### Instructions to follow
Render the following records as a Markdown table with the columns Row and Line, placing one line per row and omitting any blank lines.

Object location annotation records
-- -- --

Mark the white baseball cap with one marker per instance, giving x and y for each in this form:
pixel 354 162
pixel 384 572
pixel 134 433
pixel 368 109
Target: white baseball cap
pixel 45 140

-- -- --

### Output for this task
| Row | Line |
|---|---|
| 1 | Mark the white baseball cap with one marker per instance, giving x and y for each in this form: |
| 2 | pixel 354 162 |
| 3 | pixel 384 572 |
| 4 | pixel 134 433 |
| 5 | pixel 368 109 |
| 6 | Target: white baseball cap |
| 7 | pixel 45 140 |